[[ TEXT open ]]

You are viewing a plain text version of this content. The canonical link for it is here.
Posted to dev@spark.apache.org by Michel Sumbul <mi...@gmail.com> on 2020/06/29 09:34:58 UTC

Re: Spark 3 pod template for the driver

Hello,

Adding the dev mailing list maybe there is someone here that can help to
have/show a valid/accepted pod template for spark 3?

Thanks in advance,
Michel


Le ven. 26 juin 2020 à 14:03, Michel Sumbul <mi...@gmail.com> a
écrit :

> Hi Jorge,
> If I set that in the spark submit command it works but I want it only in
> the pod template file.
>
> Best regards,
> Michel
>
> Le ven. 26 juin 2020 à 14:01, Jorge Machado <jo...@me.com> a écrit :
>
>> Try to set spark.kubernetes.container.image
>>
>> On 26. Jun 2020, at 14:58, Michel Sumbul <mi...@gmail.com> wrote:
>>
>> Hi guys,
>>
>> I try to use Spark 3 on top of Kubernetes and to specify a pod template
>> for the driver.
>>
>> Here is my pod manifest or the driver and when I do a spark-submit with
>> the option:
>> --conf
>> spark.kubernetes.driver.podTemplateFile=/data/k8s/podtemplate_driver3.yaml
>>
>> I got the error message that I need to specify an image, but it's the
>> manifest.
>> Does my manifest file is wrong, How should it look like?
>>
>> Thanks for your help,
>> Michel
>>
>> --------
>> The pod manifest:
>>
>> apiVersion: v1
>> kind: Pod
>> metadata:
>>   name: mySpark3App
>>   labels:
>>     app: mySpark3App
>>     customlabel/app-id: "1"
>> spec:
>>   securityContext:
>>     runAsUser: 1000
>>   volumes:
>>     - name: "test-volume"
>>       emptyDir: {}
>>   containers:
>>     - name: spark3driver
>>       image: mydockerregistry.example.com/images/dev/spark3:latest
>>       instances: 1
>>       resources:
>>         requests:
>>           cpu: "1000m"
>>           memory: "512Mi"
>>         limits:
>>           cpu: "1000m"
>>           memory: "512Mi"
>>       volumeMounts:
>>        - name: "test-volume"
>>          mountPath: "/tmp"
>>
>>
>>

Re: Spark 3 pod template for the driver

Posted by Edward Mitchell <ed...@gmail.com>.
If I had to guess, it's likely because the Spark code would have to read
the YAML to make sure the required parameters are set, and the way it's
done was just easier to build on without a lot of refactoring.

On Mon, Jul 6, 2020 at 5:06 PM Michel Sumbul <mi...@yahoo.fr> wrote:

> Thanks Edward for the reply!
>
> I have the impression thats also the case for other settings like memory
> requested, is it right?

[[ TEXT closed ]]
[[ DATA SUPPLIED open ]]

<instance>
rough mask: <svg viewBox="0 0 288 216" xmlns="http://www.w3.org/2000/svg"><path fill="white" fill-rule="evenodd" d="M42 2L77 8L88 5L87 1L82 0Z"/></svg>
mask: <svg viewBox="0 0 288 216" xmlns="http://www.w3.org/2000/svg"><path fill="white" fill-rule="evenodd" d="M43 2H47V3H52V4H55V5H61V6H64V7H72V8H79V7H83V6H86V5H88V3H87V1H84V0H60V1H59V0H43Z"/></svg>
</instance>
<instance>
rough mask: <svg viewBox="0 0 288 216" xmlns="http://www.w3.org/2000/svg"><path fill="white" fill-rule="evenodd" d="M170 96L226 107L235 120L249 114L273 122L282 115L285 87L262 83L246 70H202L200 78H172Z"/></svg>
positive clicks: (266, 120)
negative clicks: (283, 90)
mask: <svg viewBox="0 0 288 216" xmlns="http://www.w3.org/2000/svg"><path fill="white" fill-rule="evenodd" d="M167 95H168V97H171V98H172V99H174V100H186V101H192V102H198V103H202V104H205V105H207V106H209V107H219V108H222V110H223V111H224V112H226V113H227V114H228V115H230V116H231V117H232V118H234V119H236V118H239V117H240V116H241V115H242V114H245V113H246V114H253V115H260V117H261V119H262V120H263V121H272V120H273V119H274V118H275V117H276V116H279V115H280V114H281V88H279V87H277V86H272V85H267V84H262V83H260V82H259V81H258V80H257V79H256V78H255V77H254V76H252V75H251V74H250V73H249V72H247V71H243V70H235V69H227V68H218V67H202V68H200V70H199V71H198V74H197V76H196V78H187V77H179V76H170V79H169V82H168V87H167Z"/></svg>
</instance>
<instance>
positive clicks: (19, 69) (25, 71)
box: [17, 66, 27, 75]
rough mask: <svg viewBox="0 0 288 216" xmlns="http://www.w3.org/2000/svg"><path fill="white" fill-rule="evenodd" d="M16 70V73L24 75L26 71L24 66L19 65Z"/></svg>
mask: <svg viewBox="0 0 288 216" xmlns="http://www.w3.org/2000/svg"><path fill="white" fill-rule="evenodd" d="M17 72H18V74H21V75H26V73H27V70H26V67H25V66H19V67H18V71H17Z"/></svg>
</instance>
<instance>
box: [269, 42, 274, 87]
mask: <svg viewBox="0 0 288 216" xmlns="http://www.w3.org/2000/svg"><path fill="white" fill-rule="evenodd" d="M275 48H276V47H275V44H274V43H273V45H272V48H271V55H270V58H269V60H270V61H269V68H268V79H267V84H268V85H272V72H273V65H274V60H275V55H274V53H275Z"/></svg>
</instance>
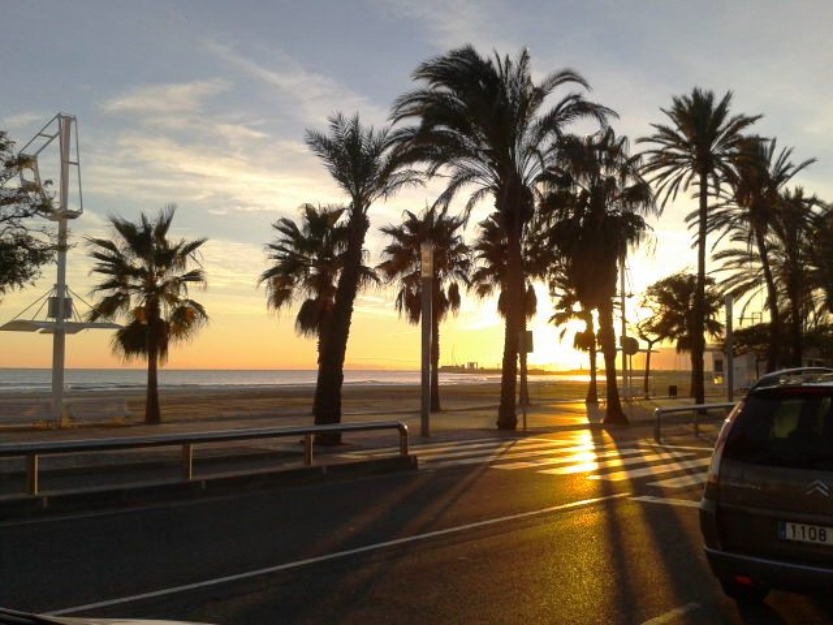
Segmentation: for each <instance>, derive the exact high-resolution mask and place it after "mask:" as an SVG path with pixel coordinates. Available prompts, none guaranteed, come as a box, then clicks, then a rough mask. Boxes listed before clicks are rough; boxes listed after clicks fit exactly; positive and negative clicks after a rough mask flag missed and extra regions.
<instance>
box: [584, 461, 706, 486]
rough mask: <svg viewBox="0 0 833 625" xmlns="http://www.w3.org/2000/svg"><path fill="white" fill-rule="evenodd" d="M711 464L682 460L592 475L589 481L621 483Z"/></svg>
mask: <svg viewBox="0 0 833 625" xmlns="http://www.w3.org/2000/svg"><path fill="white" fill-rule="evenodd" d="M710 462H711V458H694V459H692V460H682V461H680V462H677V463H674V464H663V465H658V466H650V467H645V468H644V469H636V470H635V471H616V472H615V473H610V474H608V475H591V476H590V477H589V478H588V479H591V480H607V481H610V482H621V481H623V480H632V479H634V478H638V477H645V476H647V475H660V474H662V473H668V472H669V471H685V470H687V469H698V468H700V467H705V466H708V464H709V463H710Z"/></svg>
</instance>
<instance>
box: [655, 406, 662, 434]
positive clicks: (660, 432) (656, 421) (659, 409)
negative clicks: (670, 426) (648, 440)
mask: <svg viewBox="0 0 833 625" xmlns="http://www.w3.org/2000/svg"><path fill="white" fill-rule="evenodd" d="M654 441H655V442H657V443H662V408H656V409H654Z"/></svg>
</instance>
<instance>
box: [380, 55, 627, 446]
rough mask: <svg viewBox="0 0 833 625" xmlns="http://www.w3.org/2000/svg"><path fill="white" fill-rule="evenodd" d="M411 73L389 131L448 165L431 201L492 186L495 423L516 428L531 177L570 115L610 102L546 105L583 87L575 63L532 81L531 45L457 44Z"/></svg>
mask: <svg viewBox="0 0 833 625" xmlns="http://www.w3.org/2000/svg"><path fill="white" fill-rule="evenodd" d="M413 77H414V79H415V80H417V81H418V82H420V83H422V84H421V86H420V87H419V88H417V89H415V90H413V91H411V92H409V93H406V94H404V95H402V96H400V97H399V98H398V99H397V100H396V101H395V103H394V106H393V114H392V117H393V120H394V121H395V122H402V121H405V120H409V121H415V122H416V125H414V126H410V127H406V128H403V129H401V130H399V131H398V132H397V133H396V141H397V143H398V144H399V153H400V158H402V159H404V160H406V161H408V162H415V163H423V164H425V165H427V167H428V169H427V173H428V175H429V176H434V175H436V174H438V173H441V172H442V173H444V174H447V178H445V180H446V181H447V186H446V188H445V190H444V192H443V193H442V194H441V195H440V197H439V198H438V200H437V202H438V204H440V205H442V206H445V205H448V203H449V202H450V201H451V200H452V198H453V197H454V196H455V195H457V193H458V192H460V191H462V190H463V189H464V188H470V189H473V191H472V193H471V195H470V196H469V199H468V201H467V203H466V212H467V213H468V211H470V210H471V209H472V208H473V207H474V206H475V205H476V204H478V203H479V202H480V201H481V200H485V199H486V198H487V197H489V196H491V198H492V200H493V202H494V206H495V209H496V210H497V211H498V212H499V213H500V214H501V215H502V227H503V228H504V229H505V231H506V234H507V248H508V258H507V282H506V291H507V293H506V296H507V298H508V301H509V302H510V304H509V306H508V307H507V311H506V312H507V315H506V325H507V328H508V329H507V331H506V334H505V343H504V350H503V367H502V377H501V399H500V407H499V409H498V418H497V426H498V428H500V429H507V430H514V429H516V428H517V423H518V419H517V415H516V414H515V388H516V387H515V383H516V382H515V376H516V372H517V362H516V359H517V354H518V338H519V330H520V328H521V326H522V318H523V314H522V312H521V311H522V308H521V299H522V295H523V285H524V277H523V269H522V266H521V239H522V232H523V227H524V224H525V223H526V222H527V221H528V220H529V218H530V216H531V215H532V213H533V210H534V193H535V185H536V182H537V180H538V178H539V176H540V175H541V173H542V172H543V171H544V170H545V168H546V166H547V164H548V163H549V162H550V161H551V160H552V157H553V156H554V154H555V152H556V149H557V146H558V140H559V138H560V136H561V134H562V132H563V129H564V127H565V126H567V125H568V124H569V123H571V122H574V121H577V120H580V119H585V118H588V117H589V118H594V119H596V120H598V121H599V122H600V123H604V121H605V119H606V116H607V115H609V114H611V113H612V111H610V110H609V109H606V108H604V107H601V106H599V105H596V104H592V103H590V102H587V101H586V100H585V99H584V98H583V97H582V96H581V95H580V94H577V93H570V94H568V95H566V96H564V97H563V98H562V99H561V100H560V101H559V102H557V103H556V104H555V105H554V106H552V107H551V108H549V109H545V108H544V106H545V103H546V100H547V99H548V97H549V96H550V95H552V94H553V93H554V92H555V91H556V90H557V89H559V88H560V87H564V86H570V87H572V86H577V87H584V88H586V87H587V83H586V82H585V80H584V79H583V78H582V77H581V76H580V75H579V74H577V73H576V72H573V71H571V70H563V71H560V72H556V73H553V74H549V75H547V76H545V77H544V78H543V79H542V80H541V81H540V82H538V83H536V82H535V81H533V79H532V74H531V70H530V58H529V51H528V50H526V49H525V50H523V51H522V52H521V53H520V54H519V55H518V56H517V57H516V58H515V59H511V58H509V57H508V56H506V57H500V56H498V55H497V54H495V55H494V58H485V57H483V56H481V55H480V54H479V53H478V52H477V51H476V50H475V49H474V48H473V47H471V46H464V47H462V48H457V49H455V50H451V51H450V52H447V53H446V54H444V55H442V56H439V57H436V58H433V59H430V60H428V61H426V62H424V63H422V64H421V65H420V66H419V67H417V69H416V71H415V72H414V74H413Z"/></svg>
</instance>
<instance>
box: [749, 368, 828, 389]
mask: <svg viewBox="0 0 833 625" xmlns="http://www.w3.org/2000/svg"><path fill="white" fill-rule="evenodd" d="M813 382H833V369H832V368H830V367H793V368H791V369H779V370H778V371H772V372H770V373H765V374H764V375H762V376H761V377H760V378H758V380H757V381H756V382H755V383H754V384H753V385H752V387H751V388H750V389H749V390H750V391H754V390H755V389H759V388H768V387H772V386H783V385H790V384H793V385H794V384H805V383H813Z"/></svg>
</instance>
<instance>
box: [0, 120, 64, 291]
mask: <svg viewBox="0 0 833 625" xmlns="http://www.w3.org/2000/svg"><path fill="white" fill-rule="evenodd" d="M26 158H27V157H23V156H19V155H16V154H15V148H14V141H12V140H11V139H9V138H8V135H7V133H6V131H4V130H0V297H2V296H3V295H5V294H6V292H7V291H9V290H12V289H19V288H23V287H24V286H25V285H27V284H34V282H35V281H36V280H37V279H38V278H39V277H40V274H41V267H43V266H44V265H46V264H47V263H48V262H50V261H51V260H52V259H53V258H54V257H55V249H56V246H55V241H54V240H50V236H49V233H48V232H47V231H46V229H45V228H44V227H39V226H37V225H35V224H37V221H36V220H34V218H35V217H37V216H38V215H43V214H44V211H48V210H49V209H50V208H51V207H50V206H49V202H48V198H47V195H46V190H45V189H39V190H38V191H35V192H32V191H30V190H29V189H27V188H24V187H23V185H7V184H6V183H7V182H8V181H9V180H11V179H12V178H15V177H16V176H18V175H19V173H20V169H21V167H22V166H23V165H24V164H25V163H26ZM53 238H54V236H53Z"/></svg>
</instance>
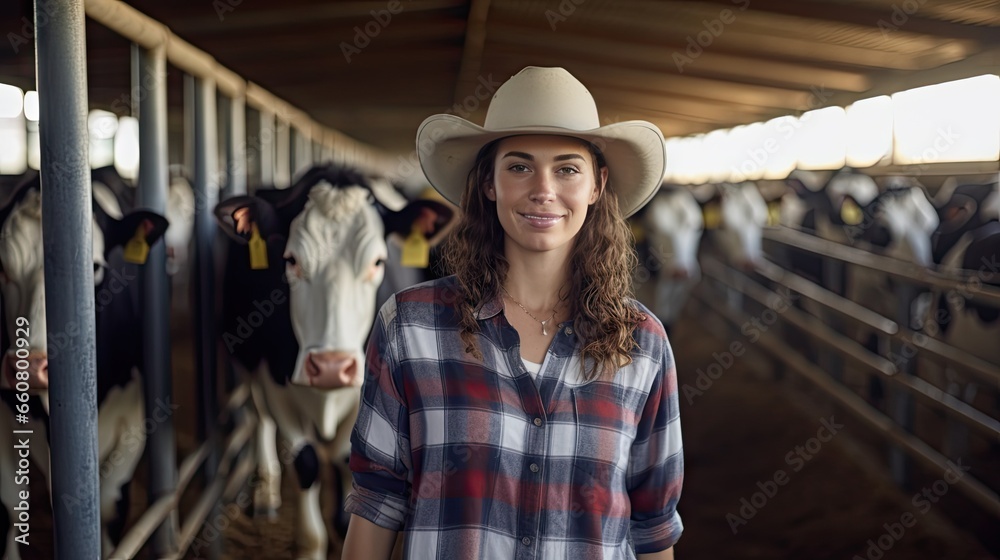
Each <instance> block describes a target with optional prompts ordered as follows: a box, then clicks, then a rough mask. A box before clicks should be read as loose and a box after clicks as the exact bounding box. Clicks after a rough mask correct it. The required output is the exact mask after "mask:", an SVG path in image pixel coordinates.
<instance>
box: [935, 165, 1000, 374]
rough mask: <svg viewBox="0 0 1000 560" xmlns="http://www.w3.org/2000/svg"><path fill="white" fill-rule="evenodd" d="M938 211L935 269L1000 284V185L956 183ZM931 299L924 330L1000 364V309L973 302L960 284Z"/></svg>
mask: <svg viewBox="0 0 1000 560" xmlns="http://www.w3.org/2000/svg"><path fill="white" fill-rule="evenodd" d="M939 194H941V193H939ZM945 195H948V193H945ZM938 212H939V214H940V216H941V225H940V226H939V227H938V229H937V231H936V232H935V233H934V248H933V252H934V257H935V260H936V261H937V262H938V263H939V269H940V270H941V271H943V272H952V273H963V274H965V275H967V276H968V277H969V281H968V282H969V284H970V287H971V284H983V285H991V286H995V287H998V286H1000V185H998V183H996V182H993V183H987V184H972V185H959V186H957V187H955V188H954V189H953V190H950V196H948V200H947V201H946V202H945V203H944V204H943V205H942V206H941V207H940V208H939V209H938ZM935 300H936V306H935V308H934V309H933V313H931V314H930V315H929V320H930V321H932V322H933V325H928V328H925V330H926V331H929V332H930V334H932V335H936V336H938V337H939V338H941V339H942V340H943V341H944V342H946V343H948V344H950V345H951V346H954V347H956V348H959V349H961V350H963V351H965V352H967V353H969V354H971V355H973V356H977V357H979V358H982V359H984V360H986V361H988V362H990V363H993V364H1000V344H997V341H998V340H1000V309H998V308H996V307H992V306H989V305H985V304H982V303H978V302H976V301H974V300H973V299H971V298H970V297H969V293H968V291H963V290H962V289H957V290H949V291H948V292H947V293H939V294H938V297H937V298H935Z"/></svg>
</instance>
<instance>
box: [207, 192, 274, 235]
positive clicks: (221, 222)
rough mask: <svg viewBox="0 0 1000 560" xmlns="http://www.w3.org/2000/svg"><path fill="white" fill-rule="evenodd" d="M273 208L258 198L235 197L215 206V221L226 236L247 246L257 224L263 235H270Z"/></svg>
mask: <svg viewBox="0 0 1000 560" xmlns="http://www.w3.org/2000/svg"><path fill="white" fill-rule="evenodd" d="M273 213H274V209H273V207H272V206H271V205H270V204H268V203H267V202H265V201H263V200H261V199H259V198H257V197H256V196H234V197H232V198H228V199H226V200H223V201H222V202H220V203H218V204H216V205H215V221H216V223H218V224H219V227H220V228H222V231H224V232H226V235H228V236H229V237H230V239H232V240H233V241H236V242H237V243H241V244H244V245H245V244H246V243H247V242H248V241H249V240H250V235H251V233H252V232H253V225H254V224H257V227H258V230H259V231H260V233H261V234H262V235H265V236H266V235H269V234H270V233H273V232H272V231H271V229H272V224H273V222H274V220H273Z"/></svg>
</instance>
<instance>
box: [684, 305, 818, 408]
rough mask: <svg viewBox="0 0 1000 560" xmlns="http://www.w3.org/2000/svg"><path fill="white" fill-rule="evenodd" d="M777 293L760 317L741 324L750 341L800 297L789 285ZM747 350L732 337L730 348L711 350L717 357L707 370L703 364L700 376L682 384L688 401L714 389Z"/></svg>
mask: <svg viewBox="0 0 1000 560" xmlns="http://www.w3.org/2000/svg"><path fill="white" fill-rule="evenodd" d="M776 293H777V294H778V298H777V300H776V301H773V302H772V303H771V304H770V305H769V306H768V308H767V309H765V310H764V311H763V312H761V314H760V316H759V317H752V318H751V319H749V320H748V321H746V322H744V323H743V325H742V326H741V327H740V333H741V334H743V336H745V337H747V339H748V340H749V341H750V344H756V343H757V341H758V340H760V337H761V335H763V334H764V333H766V332H767V331H768V329H770V328H771V326H772V325H774V323H775V322H776V321H777V320H778V316H779V315H781V314H782V313H784V312H785V311H788V309H789V308H790V307H791V306H792V302H794V301H795V299H796V298H798V295H797V294H794V293H792V291H791V290H789V289H788V288H786V287H782V288H781V289H780V290H778V292H776ZM745 352H746V346H744V344H743V343H742V342H740V341H738V340H734V341H732V342H731V343H730V344H729V348H728V349H727V350H723V351H722V353H719V352H712V359H713V360H715V361H714V362H713V363H711V364H709V365H708V367H706V368H705V369H704V370H702V369H701V368H699V369H698V370H697V376H696V377H695V381H694V384H693V385H692V384H690V383H685V384H684V386H683V387H682V388H681V390H682V392H683V393H684V397H685V398H687V401H688V404H694V400H695V397H700V396H702V395H704V394H705V391H708V390H709V389H711V388H712V385H713V384H714V383H715V382H716V381H718V380H719V378H721V377H722V374H723V373H725V372H726V371H727V370H728V369H729V368H731V367H732V366H733V364H734V363H736V358H739V357H740V356H742V355H743V354H744V353H745Z"/></svg>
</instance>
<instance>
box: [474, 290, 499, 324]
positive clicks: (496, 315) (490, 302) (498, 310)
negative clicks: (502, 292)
mask: <svg viewBox="0 0 1000 560" xmlns="http://www.w3.org/2000/svg"><path fill="white" fill-rule="evenodd" d="M501 311H503V301H501V299H500V296H499V295H493V296H492V297H486V298H484V299H483V301H481V302H479V305H477V306H476V310H475V311H474V312H473V313H474V314H475V315H476V319H478V320H480V321H483V320H486V319H489V318H491V317H496V316H497V314H499V313H500V312H501Z"/></svg>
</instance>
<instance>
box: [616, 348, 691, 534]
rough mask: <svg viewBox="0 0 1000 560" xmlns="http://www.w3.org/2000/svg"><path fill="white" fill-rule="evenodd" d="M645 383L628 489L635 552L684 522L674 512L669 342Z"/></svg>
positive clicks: (672, 456) (671, 530) (630, 461)
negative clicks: (656, 363) (648, 388)
mask: <svg viewBox="0 0 1000 560" xmlns="http://www.w3.org/2000/svg"><path fill="white" fill-rule="evenodd" d="M663 343H664V349H663V353H662V359H661V361H660V364H659V371H658V373H657V375H656V376H655V378H654V380H653V383H652V386H651V388H650V392H649V396H648V398H647V400H646V405H645V407H644V408H643V410H642V414H641V417H640V419H639V427H638V431H637V433H636V437H635V440H634V441H633V444H632V449H631V456H630V458H629V469H628V481H627V484H628V492H629V499H630V501H631V504H632V518H631V538H632V542H633V544H634V546H635V552H636V554H647V553H653V552H659V551H661V550H666V549H667V548H670V547H671V546H673V545H674V543H676V542H677V540H678V539H680V536H681V532H682V531H683V530H684V526H683V524H682V523H681V518H680V515H679V514H678V513H677V509H676V508H677V501H678V500H679V499H680V495H681V486H682V484H683V481H684V450H683V445H682V443H681V423H680V409H679V404H678V396H677V369H676V367H675V364H674V358H673V352H672V350H671V348H670V343H669V341H667V340H666V339H664V341H663Z"/></svg>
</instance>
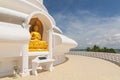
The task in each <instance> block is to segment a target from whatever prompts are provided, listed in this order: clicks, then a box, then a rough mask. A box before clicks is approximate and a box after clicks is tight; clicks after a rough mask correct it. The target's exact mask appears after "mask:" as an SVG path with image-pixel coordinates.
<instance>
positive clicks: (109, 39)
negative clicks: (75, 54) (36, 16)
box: [44, 0, 120, 48]
mask: <svg viewBox="0 0 120 80" xmlns="http://www.w3.org/2000/svg"><path fill="white" fill-rule="evenodd" d="M44 4H45V6H46V7H47V9H48V11H49V13H50V14H51V15H52V16H53V17H54V19H55V21H56V23H57V26H58V27H59V28H60V29H61V30H62V31H63V34H64V35H66V36H68V37H70V38H72V39H74V40H76V41H77V43H78V44H79V45H78V48H86V47H88V46H93V45H94V44H97V45H99V46H101V47H104V46H105V47H112V48H120V0H44Z"/></svg>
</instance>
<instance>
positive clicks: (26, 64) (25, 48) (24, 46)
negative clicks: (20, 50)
mask: <svg viewBox="0 0 120 80" xmlns="http://www.w3.org/2000/svg"><path fill="white" fill-rule="evenodd" d="M28 75H29V70H28V44H25V45H24V47H23V53H22V72H21V76H28Z"/></svg>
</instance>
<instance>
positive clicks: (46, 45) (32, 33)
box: [29, 25, 48, 52]
mask: <svg viewBox="0 0 120 80" xmlns="http://www.w3.org/2000/svg"><path fill="white" fill-rule="evenodd" d="M33 30H34V31H32V32H31V40H30V43H29V51H30V52H32V51H47V47H48V44H47V42H46V41H42V40H41V34H40V33H39V32H38V26H37V25H35V26H34V27H33Z"/></svg>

[[ DATA SUPPLIED closed ]]

ASSIGNED TASK: Please transcribe the Spark 3 pod template thread from "Le ven. 26 juin 2020 à 14:03, Michel" to "pod template file.".

EXERCISE SOLUTION:
Le ven. 26 juin 2020 à 14:03, Michel Sumbul <mi...@gmail.com> a
écrit :

> Hi Jorge,
> If I set that in the spark submit command it works but I want it only in
> the pod template file.